• Problem requirements: Nothing but the lines from the one containing "of the porch" to the end of the data should be returned, each exactly as written.

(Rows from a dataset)
((

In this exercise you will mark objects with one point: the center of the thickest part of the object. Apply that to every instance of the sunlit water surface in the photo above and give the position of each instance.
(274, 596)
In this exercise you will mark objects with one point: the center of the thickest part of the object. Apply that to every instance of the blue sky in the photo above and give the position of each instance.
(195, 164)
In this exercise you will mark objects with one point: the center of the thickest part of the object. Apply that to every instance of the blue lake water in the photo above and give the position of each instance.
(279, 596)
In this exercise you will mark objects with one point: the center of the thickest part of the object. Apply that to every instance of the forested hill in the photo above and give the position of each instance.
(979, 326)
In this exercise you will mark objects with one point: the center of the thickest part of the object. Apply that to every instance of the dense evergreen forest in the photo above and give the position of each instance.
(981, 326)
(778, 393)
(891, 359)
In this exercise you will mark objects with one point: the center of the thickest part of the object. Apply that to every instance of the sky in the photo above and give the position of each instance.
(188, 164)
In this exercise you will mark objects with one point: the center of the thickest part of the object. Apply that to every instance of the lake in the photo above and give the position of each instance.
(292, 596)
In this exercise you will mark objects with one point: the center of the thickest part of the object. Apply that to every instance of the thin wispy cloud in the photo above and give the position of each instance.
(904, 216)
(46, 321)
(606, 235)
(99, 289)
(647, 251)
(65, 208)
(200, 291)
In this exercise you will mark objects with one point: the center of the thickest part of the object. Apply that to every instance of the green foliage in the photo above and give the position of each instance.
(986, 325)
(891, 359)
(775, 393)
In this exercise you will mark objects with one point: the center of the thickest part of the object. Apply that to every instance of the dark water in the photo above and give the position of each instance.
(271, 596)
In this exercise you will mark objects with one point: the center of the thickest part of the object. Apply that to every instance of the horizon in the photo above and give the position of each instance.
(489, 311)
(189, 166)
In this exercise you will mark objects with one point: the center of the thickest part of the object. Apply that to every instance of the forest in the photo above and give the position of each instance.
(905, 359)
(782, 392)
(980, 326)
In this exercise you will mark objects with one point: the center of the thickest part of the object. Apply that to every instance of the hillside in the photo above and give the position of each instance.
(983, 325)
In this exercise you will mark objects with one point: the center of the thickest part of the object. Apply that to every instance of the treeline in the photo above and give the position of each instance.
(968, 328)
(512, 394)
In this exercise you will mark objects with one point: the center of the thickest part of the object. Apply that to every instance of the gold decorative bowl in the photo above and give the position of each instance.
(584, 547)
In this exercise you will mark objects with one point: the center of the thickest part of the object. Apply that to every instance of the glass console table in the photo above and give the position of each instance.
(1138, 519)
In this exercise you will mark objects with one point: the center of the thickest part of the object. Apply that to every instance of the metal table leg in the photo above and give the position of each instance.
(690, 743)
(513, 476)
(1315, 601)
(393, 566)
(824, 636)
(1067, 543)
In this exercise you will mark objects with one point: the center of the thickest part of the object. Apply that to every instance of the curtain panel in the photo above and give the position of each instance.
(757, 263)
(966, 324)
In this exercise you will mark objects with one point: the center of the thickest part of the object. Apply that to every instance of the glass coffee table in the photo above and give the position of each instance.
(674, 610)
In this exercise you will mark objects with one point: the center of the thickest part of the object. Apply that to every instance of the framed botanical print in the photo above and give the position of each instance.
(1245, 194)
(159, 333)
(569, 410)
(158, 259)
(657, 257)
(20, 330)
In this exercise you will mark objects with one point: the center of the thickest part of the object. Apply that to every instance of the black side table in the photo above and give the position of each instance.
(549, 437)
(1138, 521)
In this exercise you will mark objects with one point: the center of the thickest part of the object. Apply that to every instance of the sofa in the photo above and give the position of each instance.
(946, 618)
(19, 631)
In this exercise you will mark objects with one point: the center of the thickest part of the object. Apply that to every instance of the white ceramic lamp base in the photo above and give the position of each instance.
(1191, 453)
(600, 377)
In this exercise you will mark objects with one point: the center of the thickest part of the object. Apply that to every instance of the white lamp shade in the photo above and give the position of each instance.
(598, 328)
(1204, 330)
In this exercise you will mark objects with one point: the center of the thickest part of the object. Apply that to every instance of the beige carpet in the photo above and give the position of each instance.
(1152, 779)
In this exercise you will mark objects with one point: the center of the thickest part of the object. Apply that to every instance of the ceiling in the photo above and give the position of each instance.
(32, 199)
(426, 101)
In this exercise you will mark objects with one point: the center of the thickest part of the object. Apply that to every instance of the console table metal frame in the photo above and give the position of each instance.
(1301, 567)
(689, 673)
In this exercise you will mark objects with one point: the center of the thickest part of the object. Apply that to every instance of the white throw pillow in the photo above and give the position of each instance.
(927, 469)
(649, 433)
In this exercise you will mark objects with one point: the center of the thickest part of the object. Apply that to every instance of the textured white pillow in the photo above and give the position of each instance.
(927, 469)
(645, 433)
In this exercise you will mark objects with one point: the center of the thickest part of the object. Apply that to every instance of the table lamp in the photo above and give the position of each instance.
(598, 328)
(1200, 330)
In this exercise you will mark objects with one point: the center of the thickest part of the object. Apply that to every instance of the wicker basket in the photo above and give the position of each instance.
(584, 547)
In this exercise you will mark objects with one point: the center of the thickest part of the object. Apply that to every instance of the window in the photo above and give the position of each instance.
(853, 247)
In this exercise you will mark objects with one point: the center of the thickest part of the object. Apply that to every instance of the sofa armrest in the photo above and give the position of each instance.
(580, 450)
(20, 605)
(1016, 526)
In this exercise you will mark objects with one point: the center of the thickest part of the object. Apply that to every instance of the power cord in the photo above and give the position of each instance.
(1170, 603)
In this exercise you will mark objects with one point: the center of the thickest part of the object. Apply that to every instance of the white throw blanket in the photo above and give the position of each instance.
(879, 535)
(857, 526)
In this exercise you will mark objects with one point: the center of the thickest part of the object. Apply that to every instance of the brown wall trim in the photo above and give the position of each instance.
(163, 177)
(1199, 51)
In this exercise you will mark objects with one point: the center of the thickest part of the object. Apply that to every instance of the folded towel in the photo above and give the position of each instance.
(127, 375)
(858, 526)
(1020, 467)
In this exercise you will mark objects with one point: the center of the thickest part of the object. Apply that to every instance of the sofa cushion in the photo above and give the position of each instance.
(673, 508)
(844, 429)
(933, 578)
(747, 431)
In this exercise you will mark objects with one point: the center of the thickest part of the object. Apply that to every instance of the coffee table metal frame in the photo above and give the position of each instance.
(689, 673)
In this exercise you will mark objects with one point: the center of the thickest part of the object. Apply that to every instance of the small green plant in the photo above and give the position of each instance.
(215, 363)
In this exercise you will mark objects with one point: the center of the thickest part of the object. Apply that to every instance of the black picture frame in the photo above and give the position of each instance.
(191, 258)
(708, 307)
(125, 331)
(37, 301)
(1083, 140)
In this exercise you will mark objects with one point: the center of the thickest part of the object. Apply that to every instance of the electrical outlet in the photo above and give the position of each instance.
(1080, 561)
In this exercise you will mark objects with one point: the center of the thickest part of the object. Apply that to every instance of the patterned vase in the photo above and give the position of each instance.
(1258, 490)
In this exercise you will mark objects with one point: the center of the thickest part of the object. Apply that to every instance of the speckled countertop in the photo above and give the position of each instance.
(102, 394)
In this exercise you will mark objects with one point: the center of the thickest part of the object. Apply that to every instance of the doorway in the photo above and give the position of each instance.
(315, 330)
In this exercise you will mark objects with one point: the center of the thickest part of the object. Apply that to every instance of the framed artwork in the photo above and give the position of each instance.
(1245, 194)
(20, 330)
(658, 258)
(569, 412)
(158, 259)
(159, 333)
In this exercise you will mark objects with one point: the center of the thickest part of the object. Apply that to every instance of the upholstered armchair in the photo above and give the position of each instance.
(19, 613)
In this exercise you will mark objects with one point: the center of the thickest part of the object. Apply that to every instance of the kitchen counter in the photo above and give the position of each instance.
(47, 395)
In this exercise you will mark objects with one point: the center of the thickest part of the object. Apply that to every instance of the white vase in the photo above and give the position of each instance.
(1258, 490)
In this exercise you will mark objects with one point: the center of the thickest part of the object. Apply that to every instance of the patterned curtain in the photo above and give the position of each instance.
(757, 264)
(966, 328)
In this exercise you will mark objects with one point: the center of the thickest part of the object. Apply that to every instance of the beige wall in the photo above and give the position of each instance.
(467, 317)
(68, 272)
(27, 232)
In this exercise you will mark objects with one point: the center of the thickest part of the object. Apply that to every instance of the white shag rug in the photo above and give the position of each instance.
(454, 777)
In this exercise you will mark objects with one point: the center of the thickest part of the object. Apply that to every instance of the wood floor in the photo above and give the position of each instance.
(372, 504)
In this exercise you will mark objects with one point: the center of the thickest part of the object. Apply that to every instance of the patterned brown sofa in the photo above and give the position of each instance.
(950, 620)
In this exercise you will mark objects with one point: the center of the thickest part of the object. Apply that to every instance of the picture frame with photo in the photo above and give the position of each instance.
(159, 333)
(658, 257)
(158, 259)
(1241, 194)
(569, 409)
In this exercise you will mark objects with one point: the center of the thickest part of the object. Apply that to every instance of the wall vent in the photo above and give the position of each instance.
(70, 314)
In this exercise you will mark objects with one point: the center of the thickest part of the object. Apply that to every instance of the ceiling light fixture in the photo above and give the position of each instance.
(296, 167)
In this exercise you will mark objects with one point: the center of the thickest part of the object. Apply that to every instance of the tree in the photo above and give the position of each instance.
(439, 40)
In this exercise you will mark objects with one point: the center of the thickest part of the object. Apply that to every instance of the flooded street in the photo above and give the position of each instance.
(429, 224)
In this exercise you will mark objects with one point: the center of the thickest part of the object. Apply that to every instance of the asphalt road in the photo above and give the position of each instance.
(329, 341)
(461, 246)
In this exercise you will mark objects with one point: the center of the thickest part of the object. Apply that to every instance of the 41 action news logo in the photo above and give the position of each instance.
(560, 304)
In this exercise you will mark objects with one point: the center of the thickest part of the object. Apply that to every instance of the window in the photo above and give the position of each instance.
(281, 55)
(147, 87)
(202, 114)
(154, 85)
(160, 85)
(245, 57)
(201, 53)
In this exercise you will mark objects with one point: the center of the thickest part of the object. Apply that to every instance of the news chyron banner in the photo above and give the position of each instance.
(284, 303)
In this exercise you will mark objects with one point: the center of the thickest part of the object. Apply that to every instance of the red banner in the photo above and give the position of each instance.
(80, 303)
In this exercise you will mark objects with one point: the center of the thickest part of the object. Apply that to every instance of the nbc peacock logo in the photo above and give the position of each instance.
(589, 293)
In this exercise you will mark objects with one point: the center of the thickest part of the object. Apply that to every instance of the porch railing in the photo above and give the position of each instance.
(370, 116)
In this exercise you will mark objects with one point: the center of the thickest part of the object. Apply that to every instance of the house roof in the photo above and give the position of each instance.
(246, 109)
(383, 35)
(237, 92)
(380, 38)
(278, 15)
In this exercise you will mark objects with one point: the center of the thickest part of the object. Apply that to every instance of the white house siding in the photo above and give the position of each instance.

))

• Exercise answer:
In this exercise you will mark objects with one point: the center of the thickest part of the object. Apply that to every instance of the porch railing in the photo above and give the position of each instance.
(370, 116)
In this exercise you will mark objects with one point: the center of the thickest part of the object. Apply that to every instance of the house roof in the photo above and give the position of each instance.
(246, 109)
(383, 35)
(237, 92)
(380, 38)
(278, 15)
In this exercise you will mark objects with one point: the center of the thickest part of the object. Apply that to every instance of the white house siding in the photo above and give the position of each instance.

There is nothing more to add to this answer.